::: RECORD EXTRACTS

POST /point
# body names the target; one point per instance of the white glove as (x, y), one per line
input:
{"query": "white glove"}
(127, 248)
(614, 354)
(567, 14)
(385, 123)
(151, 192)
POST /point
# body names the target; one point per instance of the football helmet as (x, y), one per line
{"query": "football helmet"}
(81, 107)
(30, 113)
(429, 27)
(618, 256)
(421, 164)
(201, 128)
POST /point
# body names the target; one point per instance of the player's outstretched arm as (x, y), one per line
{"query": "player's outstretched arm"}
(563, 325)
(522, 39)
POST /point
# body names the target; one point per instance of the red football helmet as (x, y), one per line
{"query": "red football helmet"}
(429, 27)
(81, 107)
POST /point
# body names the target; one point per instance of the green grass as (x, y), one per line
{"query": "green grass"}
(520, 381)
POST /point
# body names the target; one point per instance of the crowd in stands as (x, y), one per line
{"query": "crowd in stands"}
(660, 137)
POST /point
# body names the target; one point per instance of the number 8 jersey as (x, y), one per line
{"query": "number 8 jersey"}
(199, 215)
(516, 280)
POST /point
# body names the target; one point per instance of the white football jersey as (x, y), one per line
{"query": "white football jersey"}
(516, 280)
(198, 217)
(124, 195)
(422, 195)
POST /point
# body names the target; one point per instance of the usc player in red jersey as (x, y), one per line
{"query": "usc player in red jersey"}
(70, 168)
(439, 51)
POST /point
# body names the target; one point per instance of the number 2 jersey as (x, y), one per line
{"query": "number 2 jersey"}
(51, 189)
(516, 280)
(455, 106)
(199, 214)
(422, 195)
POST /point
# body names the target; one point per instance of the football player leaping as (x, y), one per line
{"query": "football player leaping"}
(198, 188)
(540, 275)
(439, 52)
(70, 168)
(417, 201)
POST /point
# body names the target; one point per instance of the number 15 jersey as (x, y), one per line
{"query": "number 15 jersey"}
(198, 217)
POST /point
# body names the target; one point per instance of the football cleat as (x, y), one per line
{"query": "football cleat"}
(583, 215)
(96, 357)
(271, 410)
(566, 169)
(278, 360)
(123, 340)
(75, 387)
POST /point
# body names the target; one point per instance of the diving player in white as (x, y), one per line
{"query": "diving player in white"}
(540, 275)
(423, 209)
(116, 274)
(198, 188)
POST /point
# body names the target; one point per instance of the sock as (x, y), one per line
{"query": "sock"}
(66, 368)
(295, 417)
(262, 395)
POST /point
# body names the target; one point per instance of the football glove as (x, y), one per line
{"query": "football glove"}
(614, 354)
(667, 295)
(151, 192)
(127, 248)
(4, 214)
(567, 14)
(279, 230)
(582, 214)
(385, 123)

::::::

▶ [WORK TO COMPLETE]
For every line of the listing, produce an identical copy.

▶ [SOLUTION TO THIS EXERCISE]
POST /point
# body names the target; one point per instance of the white glove as (x, y), one per line
input:
{"query": "white glove"}
(127, 248)
(614, 354)
(567, 14)
(385, 123)
(151, 192)
POST /point
# body names the target; one point per instance of the football helmet as (x, y), one per line
{"query": "football helmet"}
(81, 107)
(30, 113)
(429, 27)
(618, 256)
(421, 164)
(201, 128)
POST /point
# body names the target; one point per instance of the player's outstretched arm as (x, y), one per line
{"query": "player's outstretched arm"}
(563, 325)
(522, 39)
POST /point
# body names the target; one point per instance of the red football helmet as (x, y), one per line
{"query": "red football helmet"}
(429, 27)
(81, 107)
POST /point
# body names the target; one point per instance of the green grass as (x, y), one per line
{"query": "green grass"}
(520, 381)
POST /point
# body names the target; one point per instance of the crowd in stands as (x, y), one per line
{"query": "crowd in stands"}
(660, 137)
POST /point
# body names the target; one point per instance of the number 8 jersey as (x, y), one per line
{"query": "number 8 jersey"}
(199, 215)
(516, 280)
POST /point
# body names the target; one point per instance of the white football jersey as (x, y), one per line
{"query": "white football jersey"}
(516, 280)
(198, 217)
(124, 195)
(422, 195)
POST /point
# body names the target; one point per instance of the usc player in red jersey as (x, y), one per line
{"query": "usc player in red jersey"}
(70, 168)
(439, 51)
POST /point
# body names the target; one point per instance of the number 2 jersey as (x, y), one per line
{"query": "number 2 jersey"}
(51, 189)
(516, 280)
(455, 106)
(199, 214)
(422, 195)
POST /point
# body names the target; one point per instance of the football player leaping as (x, y), one per line
{"query": "football player leaping"}
(198, 188)
(540, 275)
(439, 52)
(70, 168)
(417, 201)
POST /point
# body names the target; one point per instance of the number 15 jersey as (x, y), one per line
{"query": "number 15 jersey"}
(198, 217)
POST /point
# body names the target; one point per instance of the football cleat as (x, y), one per line
{"query": "football cleat"}
(583, 215)
(96, 357)
(271, 410)
(566, 169)
(278, 360)
(123, 340)
(75, 387)
POST /point
# body names the target; one point per instance of the diving player in white as (x, y), one per line
{"query": "diving player in white"}
(540, 275)
(423, 209)
(116, 274)
(198, 188)
POST /point
# body names the target; one point per instance of the sock as (x, y), one per line
{"query": "sock"}
(66, 368)
(295, 417)
(262, 395)
POST /point
# body names the target; one point per instance of the football glove as (x, y), one per line
{"query": "football glove"}
(614, 354)
(667, 295)
(151, 192)
(127, 248)
(4, 214)
(567, 14)
(279, 230)
(582, 214)
(385, 123)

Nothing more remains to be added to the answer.